### [Ações a realizar]
a. Indique se cada afirmação abaixo está de acordo com o trecho sobre os catadores e justifique com as palavras exatas do texto.
(i) Os carrinheiros dominam um conhecimento tácito, adquirido com as próprias experiências.
(ii) Segundo Freire, assumir a postura de sujeito cognoscente é privilégio de alguns homens.
(iii) As soluções encontradas pelos catadores dizem respeito apenas à própria subsistência.
b. Responda às perguntas abaixo com base no trecho sobre os catadores.
(i) Ao longo de quê os carrinheiros adquiriram seu conhecimento?
(ii) Qual autor é citado no trecho?
(iii) O que o homem pode fazer quando compreende sua realidade?
c. Escreva a continuação do trecho sobre os catadores, começando logo após a última frase apresentada.

### [Trecho]
• • • • • • •

O que os carrinheiros dominam é o conhecimento tácito, adquirido com as próprias experiências ao longo da vida. O homem tende a captar uma realidade e fazê-la objeto de seus conhecimentos. "Assume a postura de um sujeito cognoscente de um objeto cognoscível. Isto é próprio de todos os homens e não privilégio de alguns", diz Freire. Quando o homem compreende sua realidade, pode levantar hipóteses sobre o desafio dessa realidade e buscar soluções. Assim fazem os catadores, e as soluções por eles encontradas não dizem respeito apenas à própria subsistência.

• • • • • • •

### [Itens listados]

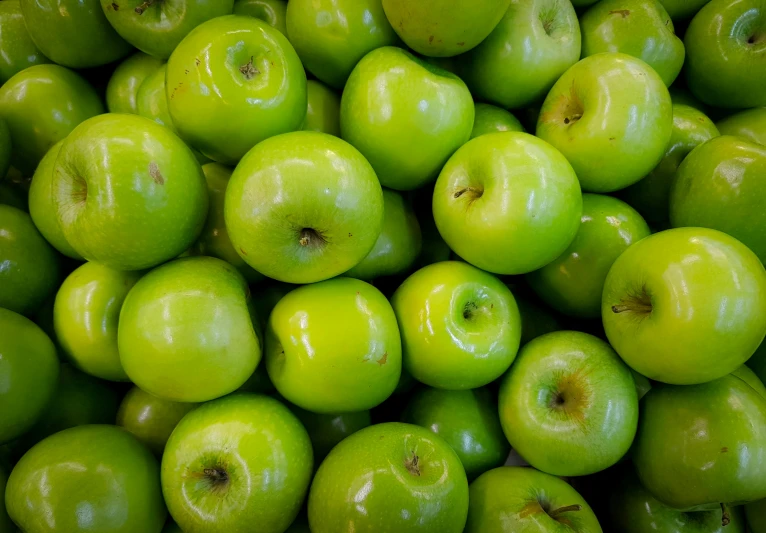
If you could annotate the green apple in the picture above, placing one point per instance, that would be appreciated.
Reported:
(523, 500)
(467, 420)
(612, 108)
(235, 463)
(399, 242)
(73, 33)
(444, 28)
(186, 331)
(334, 347)
(87, 478)
(156, 26)
(507, 202)
(686, 305)
(85, 317)
(394, 101)
(701, 446)
(651, 195)
(128, 193)
(515, 67)
(303, 207)
(726, 53)
(569, 405)
(122, 89)
(331, 36)
(719, 186)
(572, 284)
(233, 82)
(41, 105)
(29, 267)
(460, 326)
(29, 369)
(151, 419)
(390, 477)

• • • • • • •

### [Respostas esperadas]
a.
(i) Sim: "O que os carrinheiros dominam é o conhecimento tácito, adquirido com as próprias experiências ao longo da vida."
(ii) Não: "Isto é próprio de todos os homens e não privilégio de alguns".
(iii) Não: "as soluções por eles encontradas não dizem respeito apenas à própria subsistência."

b.
(i) Ao longo da vida, com as próprias experiências.
(ii) Freire.
(iii) Pode levantar hipóteses sobre o desafio dessa realidade e buscar soluções.

c.
Eles respondem por 90% de todo o lixo reciclável coletados em Curitiba. E não é pouca coisa. Das 2,4 mil toneladas de rejeitos produzidas por dia na capital e cidades vizinhas, 75% vão parar no aterro sanitário da Caximba. Os catadores retiram das ruas outras 500 toneladas, dez vezes mais do que os 170 servidores e os 27caminhões dos dois programas da prefeitura, o Lixo que não é Lixo e o Câmbio Verde. Sendo a coleta algo necessário e o poder público incapaz de recolher todo o resíduo que se produz, os coletores tornaram-se, portanto, indispensáveis.

No Brasil, mais gente tira o sustento do lixo do que nos hospitais ou tribunais. Há 15 mil catadores em Curitiba e região metropolitana, 800 mil em todo o país, mais do que os 700 mil advogados e os 350 mil médicos em atividade. Mas só 60 mil estão organizados em cooperativas e associações, segundo o Mo­­vimento Na­­cio­­nal de Ca­­tadores de Materiais Re­­cicláveis. Em Cu­­ri­­­­tiba e região, 500 são atendidos pelo Instituto Lixo e Ci­­dadania, que conta com 53 arranjos coletivos no Paraná.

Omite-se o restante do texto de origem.